**Extract provided:**
The 2017 State of the State Poll

The fourth annual State of the State poll from Georgia College’s Department of Government and Sociology was released yesterday afternoon. In the spring, 500 Georgians aged 18 and older took part in a survey with questions on a wide range of issues, including medical marijuana, casinos, Obamacare, same-sex marriage, and campus carry.

A strong plurality (48 percent) believe the state is headed in the right direction, with education far and away the most pressing issue to respondents (29 percent). When asked if they would be willing to pay higher taxes in order to fund better educational opportunities for children in their area, a majority said yes. When broken down by race, a majority of all demographics responded favorably, with the exception of whites (48 percent). Charter schools enjoy strong support in Georgia (60 percent), with majority support from all racial demographics. Geographically, Metro Atlantans support charter schools more strongly than other areas.

Nathan Deal is the most popular politician in the state (51 percent approval), followed by David Perdue (46 percent approval). Weirdly, Hispanics support Perdue more strongly than any other racial group (55 percent approve), most likely because his RAISE Act is not well known.

Items from a data source

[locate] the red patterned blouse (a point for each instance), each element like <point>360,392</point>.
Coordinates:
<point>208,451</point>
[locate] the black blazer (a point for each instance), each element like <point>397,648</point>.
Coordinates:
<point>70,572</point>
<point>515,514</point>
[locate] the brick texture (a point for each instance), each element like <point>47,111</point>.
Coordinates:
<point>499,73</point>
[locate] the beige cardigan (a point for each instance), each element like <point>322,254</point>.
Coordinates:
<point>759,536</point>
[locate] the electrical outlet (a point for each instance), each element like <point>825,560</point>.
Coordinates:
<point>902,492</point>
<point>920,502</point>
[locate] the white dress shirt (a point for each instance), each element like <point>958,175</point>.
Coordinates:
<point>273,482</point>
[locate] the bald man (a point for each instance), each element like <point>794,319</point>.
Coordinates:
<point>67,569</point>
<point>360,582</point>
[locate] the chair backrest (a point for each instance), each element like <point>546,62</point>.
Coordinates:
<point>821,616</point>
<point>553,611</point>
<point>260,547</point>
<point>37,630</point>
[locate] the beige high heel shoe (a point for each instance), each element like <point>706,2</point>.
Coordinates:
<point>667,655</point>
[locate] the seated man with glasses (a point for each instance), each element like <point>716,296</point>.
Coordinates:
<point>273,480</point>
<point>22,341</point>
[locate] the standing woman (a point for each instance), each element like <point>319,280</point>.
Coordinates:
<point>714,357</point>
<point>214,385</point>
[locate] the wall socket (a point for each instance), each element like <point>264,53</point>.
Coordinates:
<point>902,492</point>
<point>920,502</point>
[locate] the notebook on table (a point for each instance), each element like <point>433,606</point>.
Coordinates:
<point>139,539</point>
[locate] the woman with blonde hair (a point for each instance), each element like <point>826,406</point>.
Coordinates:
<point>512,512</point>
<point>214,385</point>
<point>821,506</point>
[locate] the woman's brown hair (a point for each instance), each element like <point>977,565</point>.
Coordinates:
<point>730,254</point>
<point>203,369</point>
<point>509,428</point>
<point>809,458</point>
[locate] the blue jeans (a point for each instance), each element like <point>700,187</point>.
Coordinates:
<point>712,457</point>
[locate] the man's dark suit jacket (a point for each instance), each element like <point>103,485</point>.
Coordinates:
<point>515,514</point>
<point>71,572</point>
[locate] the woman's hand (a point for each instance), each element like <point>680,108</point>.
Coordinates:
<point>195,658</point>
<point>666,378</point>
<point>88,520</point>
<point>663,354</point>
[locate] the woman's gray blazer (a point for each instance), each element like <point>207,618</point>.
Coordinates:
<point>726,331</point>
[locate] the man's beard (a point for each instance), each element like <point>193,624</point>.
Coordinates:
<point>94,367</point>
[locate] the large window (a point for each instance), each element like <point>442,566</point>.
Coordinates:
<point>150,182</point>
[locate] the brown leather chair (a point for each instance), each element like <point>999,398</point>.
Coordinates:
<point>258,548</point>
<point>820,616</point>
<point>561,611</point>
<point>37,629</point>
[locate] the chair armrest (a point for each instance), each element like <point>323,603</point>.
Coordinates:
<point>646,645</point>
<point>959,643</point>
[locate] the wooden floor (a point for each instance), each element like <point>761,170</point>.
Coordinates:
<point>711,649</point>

* * *

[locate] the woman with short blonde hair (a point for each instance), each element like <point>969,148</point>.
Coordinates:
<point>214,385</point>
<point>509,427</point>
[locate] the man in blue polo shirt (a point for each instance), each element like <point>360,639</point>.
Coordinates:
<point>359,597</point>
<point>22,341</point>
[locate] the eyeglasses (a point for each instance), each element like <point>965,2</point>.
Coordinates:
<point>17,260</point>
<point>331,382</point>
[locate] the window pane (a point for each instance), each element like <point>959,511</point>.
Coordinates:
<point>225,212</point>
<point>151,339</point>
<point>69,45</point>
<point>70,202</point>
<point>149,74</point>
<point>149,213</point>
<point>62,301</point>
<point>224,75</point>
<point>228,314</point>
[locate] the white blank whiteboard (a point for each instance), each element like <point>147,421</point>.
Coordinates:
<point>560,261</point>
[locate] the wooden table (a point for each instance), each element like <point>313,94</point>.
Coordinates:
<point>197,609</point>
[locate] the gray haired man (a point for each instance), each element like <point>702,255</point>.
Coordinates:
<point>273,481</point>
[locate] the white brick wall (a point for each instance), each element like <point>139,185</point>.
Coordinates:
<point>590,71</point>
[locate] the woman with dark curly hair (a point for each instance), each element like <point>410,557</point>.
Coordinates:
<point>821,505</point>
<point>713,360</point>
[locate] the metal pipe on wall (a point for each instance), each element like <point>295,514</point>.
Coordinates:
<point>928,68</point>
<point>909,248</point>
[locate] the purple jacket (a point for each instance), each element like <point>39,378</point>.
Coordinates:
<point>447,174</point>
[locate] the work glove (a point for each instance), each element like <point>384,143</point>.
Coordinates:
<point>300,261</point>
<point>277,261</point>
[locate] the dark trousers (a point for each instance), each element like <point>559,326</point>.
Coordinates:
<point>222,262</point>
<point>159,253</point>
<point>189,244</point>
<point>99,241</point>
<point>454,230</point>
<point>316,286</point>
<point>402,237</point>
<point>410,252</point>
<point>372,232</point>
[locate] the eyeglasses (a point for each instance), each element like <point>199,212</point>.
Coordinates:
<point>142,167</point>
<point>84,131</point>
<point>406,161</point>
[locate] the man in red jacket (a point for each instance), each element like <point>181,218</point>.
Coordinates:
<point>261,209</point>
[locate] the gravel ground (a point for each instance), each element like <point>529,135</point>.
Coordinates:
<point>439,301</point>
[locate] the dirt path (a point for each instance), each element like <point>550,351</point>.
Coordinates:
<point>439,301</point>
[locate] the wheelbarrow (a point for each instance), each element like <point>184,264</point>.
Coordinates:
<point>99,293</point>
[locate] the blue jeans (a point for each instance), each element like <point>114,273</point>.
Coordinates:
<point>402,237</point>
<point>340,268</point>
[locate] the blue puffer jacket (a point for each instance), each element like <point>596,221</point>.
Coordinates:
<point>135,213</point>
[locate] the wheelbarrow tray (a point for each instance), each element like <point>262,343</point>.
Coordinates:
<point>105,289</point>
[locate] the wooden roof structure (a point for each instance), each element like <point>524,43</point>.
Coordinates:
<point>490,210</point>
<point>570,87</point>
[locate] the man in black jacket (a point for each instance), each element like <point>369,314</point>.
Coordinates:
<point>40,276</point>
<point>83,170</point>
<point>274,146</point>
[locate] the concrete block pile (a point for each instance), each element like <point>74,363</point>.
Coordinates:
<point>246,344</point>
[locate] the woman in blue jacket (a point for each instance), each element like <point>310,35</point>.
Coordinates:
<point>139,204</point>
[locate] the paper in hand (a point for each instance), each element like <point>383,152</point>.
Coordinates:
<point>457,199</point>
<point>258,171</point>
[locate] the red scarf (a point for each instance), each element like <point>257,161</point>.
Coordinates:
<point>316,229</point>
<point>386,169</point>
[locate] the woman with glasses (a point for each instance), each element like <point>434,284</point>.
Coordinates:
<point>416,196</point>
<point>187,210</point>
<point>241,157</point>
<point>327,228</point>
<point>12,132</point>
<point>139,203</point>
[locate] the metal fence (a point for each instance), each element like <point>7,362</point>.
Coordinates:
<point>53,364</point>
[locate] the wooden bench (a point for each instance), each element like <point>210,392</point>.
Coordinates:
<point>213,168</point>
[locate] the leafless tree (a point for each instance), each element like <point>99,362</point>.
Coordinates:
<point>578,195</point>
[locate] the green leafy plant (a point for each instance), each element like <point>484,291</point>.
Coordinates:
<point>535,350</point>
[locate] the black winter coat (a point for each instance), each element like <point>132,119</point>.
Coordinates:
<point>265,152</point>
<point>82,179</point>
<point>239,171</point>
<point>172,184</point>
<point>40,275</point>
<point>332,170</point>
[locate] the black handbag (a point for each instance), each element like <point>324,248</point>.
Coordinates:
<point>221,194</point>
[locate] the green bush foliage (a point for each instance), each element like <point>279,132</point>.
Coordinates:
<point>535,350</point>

...

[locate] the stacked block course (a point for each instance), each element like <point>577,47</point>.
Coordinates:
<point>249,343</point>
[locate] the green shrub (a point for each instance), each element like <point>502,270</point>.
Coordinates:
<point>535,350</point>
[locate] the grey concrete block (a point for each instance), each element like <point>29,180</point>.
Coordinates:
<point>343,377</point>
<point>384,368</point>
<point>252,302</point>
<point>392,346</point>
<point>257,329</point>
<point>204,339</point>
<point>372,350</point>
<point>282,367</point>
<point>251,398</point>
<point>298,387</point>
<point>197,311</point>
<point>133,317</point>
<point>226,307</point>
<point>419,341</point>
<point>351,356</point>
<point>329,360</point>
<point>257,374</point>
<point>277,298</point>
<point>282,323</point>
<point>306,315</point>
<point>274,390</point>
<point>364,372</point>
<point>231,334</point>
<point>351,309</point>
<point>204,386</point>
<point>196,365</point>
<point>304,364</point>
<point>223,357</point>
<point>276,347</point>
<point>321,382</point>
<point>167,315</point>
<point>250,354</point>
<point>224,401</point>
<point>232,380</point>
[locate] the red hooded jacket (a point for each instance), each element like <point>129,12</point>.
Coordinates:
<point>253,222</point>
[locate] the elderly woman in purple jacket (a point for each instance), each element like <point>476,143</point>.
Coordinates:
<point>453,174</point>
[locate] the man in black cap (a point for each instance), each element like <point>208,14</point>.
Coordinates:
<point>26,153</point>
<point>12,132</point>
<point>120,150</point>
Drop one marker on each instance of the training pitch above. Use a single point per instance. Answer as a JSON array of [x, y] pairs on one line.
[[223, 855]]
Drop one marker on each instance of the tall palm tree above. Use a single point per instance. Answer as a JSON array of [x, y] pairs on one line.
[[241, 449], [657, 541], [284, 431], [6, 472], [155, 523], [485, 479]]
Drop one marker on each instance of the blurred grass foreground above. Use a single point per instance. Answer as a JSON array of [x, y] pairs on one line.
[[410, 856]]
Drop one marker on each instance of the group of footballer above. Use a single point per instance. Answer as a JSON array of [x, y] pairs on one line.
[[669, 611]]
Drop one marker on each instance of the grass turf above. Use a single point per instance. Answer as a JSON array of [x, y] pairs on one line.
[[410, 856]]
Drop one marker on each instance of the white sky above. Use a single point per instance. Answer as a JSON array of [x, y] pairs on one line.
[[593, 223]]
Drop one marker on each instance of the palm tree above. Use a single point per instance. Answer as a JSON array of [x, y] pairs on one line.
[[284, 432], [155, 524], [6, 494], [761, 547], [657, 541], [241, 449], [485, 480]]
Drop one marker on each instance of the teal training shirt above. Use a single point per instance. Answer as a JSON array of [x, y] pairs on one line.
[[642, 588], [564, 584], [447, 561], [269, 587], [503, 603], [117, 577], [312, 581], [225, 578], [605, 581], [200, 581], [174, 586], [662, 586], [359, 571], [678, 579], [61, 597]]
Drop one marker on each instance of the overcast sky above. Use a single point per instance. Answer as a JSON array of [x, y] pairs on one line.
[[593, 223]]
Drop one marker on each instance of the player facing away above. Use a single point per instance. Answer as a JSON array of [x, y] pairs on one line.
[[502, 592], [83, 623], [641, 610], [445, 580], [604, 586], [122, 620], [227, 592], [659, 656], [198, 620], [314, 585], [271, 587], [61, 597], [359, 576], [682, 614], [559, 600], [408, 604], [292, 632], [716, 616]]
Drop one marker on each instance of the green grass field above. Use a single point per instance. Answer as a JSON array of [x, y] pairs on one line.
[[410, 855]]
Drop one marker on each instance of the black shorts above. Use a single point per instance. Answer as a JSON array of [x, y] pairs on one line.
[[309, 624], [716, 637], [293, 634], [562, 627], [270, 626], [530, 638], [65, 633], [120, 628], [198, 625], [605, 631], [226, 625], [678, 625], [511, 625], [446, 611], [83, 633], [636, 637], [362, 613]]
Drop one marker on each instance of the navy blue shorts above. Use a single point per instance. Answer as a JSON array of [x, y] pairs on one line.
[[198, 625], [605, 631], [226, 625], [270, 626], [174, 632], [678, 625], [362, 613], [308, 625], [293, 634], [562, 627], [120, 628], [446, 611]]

**Exercise brief:** Based on the poll summary, state whether each of the following statements agrees with it, answering yes or no and quoting the words that decide it. 1. The poll surveyed 500 Georgians aged 18 and older in the spring. 2. A majority of white respondents said they would pay higher taxes to fund better educational opportunities for children in their area. 3. David Perdue has a higher approval rating than Nathan Deal.

**Response below:**
1. Yes: "In the spring, 500 Georgians aged 18 and older took part in a survey"
2. No: "a majority of all demographics responded favorably, with the exception of whites (48 percent)"
3. No: "Nathan Deal is the most popular politician in the state (51 percent approval), followed by David Perdue (46 percent approval)"